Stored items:
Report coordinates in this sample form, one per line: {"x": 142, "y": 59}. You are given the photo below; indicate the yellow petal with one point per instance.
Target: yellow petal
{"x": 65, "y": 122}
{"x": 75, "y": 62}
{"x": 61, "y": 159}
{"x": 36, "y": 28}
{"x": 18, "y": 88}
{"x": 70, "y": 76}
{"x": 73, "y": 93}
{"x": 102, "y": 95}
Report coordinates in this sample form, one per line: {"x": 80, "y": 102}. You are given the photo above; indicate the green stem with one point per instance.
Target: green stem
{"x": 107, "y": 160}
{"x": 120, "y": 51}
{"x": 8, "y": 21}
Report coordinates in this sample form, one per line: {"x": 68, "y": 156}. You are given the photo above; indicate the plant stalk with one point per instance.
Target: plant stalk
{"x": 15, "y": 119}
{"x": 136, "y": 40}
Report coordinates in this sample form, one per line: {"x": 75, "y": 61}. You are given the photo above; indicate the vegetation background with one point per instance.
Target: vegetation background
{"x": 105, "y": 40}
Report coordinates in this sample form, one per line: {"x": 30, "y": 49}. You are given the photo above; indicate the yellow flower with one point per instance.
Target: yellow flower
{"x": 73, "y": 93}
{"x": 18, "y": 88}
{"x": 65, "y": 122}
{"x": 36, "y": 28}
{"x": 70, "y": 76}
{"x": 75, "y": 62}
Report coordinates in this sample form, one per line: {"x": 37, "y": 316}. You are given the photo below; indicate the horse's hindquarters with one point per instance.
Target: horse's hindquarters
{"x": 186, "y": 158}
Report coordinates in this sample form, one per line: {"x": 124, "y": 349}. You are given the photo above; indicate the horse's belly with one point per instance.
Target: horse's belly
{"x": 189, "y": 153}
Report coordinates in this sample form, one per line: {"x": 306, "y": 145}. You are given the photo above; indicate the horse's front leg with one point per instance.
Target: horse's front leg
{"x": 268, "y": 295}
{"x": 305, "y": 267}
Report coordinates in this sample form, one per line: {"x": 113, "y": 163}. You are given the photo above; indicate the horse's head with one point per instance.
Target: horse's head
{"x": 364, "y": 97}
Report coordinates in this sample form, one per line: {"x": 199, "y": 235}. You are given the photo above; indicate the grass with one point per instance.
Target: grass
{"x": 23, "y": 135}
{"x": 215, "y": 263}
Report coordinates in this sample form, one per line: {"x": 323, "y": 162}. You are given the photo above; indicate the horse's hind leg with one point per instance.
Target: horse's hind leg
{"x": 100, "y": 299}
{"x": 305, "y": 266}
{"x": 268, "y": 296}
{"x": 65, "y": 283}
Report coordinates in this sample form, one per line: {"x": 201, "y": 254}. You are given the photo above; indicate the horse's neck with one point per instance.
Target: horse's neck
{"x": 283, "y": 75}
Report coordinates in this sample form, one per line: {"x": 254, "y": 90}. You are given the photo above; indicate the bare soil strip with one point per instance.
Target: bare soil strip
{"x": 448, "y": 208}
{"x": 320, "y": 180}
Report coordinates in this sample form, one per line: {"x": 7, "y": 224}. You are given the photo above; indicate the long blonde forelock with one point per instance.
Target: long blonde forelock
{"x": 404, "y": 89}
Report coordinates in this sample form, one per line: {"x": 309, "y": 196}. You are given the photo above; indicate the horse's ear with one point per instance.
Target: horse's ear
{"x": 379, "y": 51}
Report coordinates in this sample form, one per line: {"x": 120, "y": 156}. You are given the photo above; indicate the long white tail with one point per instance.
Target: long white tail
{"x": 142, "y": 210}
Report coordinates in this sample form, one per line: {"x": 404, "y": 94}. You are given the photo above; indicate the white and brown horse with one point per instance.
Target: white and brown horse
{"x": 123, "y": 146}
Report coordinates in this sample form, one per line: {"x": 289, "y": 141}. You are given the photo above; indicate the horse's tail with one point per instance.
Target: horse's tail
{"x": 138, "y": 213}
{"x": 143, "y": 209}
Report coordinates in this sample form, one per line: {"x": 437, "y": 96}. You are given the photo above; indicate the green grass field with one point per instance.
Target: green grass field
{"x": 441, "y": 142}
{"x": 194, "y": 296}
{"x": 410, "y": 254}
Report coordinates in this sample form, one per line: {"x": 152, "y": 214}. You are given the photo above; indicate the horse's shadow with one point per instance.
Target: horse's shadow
==
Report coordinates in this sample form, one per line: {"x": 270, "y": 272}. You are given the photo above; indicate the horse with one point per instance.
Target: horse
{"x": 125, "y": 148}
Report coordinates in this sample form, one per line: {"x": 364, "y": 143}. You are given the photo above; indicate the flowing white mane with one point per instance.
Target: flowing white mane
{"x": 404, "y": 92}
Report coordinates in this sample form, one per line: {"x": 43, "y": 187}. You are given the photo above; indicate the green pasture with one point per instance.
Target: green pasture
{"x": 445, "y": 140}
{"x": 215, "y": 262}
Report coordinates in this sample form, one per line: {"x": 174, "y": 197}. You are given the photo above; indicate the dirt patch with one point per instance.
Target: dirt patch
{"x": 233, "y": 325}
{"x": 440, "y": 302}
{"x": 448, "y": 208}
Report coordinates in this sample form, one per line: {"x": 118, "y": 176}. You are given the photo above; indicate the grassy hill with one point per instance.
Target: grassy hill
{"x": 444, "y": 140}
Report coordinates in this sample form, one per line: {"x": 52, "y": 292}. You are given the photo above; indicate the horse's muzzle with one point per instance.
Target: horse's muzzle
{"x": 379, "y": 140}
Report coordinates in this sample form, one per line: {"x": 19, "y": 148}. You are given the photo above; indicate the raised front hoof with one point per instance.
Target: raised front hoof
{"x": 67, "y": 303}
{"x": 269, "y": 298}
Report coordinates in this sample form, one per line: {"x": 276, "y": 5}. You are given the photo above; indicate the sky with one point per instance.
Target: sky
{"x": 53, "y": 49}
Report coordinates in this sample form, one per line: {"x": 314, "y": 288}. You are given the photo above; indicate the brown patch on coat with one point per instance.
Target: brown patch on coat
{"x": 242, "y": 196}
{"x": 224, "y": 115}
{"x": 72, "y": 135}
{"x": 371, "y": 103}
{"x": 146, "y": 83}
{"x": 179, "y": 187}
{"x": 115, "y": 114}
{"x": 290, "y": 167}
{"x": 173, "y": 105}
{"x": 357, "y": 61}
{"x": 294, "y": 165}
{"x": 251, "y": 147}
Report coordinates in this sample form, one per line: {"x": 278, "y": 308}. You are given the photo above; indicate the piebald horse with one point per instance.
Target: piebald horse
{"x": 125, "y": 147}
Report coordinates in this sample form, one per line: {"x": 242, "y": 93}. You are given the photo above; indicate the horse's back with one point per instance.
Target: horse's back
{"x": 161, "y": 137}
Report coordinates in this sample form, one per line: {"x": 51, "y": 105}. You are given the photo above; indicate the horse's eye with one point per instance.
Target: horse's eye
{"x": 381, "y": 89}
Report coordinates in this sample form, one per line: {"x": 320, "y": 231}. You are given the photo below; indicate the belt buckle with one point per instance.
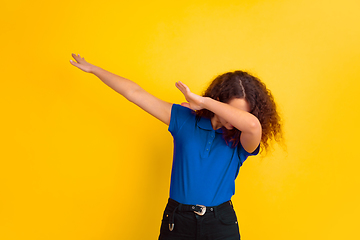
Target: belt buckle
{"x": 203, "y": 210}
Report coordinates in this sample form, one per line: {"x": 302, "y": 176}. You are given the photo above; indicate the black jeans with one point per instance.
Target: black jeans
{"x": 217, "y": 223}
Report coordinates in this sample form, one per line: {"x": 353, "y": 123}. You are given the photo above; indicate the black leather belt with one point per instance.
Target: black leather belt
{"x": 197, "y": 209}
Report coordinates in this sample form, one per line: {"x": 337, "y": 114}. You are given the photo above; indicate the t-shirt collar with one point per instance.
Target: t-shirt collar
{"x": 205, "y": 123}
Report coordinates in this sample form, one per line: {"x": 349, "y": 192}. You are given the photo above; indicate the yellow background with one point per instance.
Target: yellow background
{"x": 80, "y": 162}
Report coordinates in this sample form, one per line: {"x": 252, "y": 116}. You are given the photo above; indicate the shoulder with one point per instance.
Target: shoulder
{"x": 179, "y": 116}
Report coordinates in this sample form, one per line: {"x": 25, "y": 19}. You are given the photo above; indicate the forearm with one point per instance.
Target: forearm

• [Short task]
Extract the lines from the one containing "forelock with one point per instance." through the one containing "Target: horse's shadow", both included, and reproduce each line unchanged.

• [Problem solution]
Report coordinates in this sample form, one per line: {"x": 7, "y": 224}. You are given the photo above; indicate the long blonde forelock with one point per instance.
Target: long blonde forelock
{"x": 404, "y": 89}
Report coordinates in this sample form, one per line: {"x": 309, "y": 196}. You are given the photo above; indicate the horse's ear with one point per instance.
Target: horse's ear
{"x": 379, "y": 51}
Report coordinates in this sample form, one per line: {"x": 120, "y": 156}. You are given the photo above; indicate the long white tail with one point per instance.
Target: long white tail
{"x": 142, "y": 210}
Report coordinates in this sample form, one per line: {"x": 404, "y": 94}. You are given the photo above; indicate the white and brown horse with one point per instance.
Target: white and brown horse
{"x": 123, "y": 146}
Report coordinates in this sample form, one per line: {"x": 289, "y": 141}. You are given the photo above; indicate the horse's tail with one point per instance.
Target: horse's tail
{"x": 138, "y": 213}
{"x": 143, "y": 209}
Report coordinates in this sample form, one per line: {"x": 437, "y": 96}. You are given the photo above; indicate the green grass field with one point per instance.
Target: green grass field
{"x": 441, "y": 142}
{"x": 194, "y": 296}
{"x": 410, "y": 254}
Report coordinates in this sample form, one per line: {"x": 152, "y": 214}. You are given the photo above; indicate the horse's shadow with one point per instance.
Target: horse's shadow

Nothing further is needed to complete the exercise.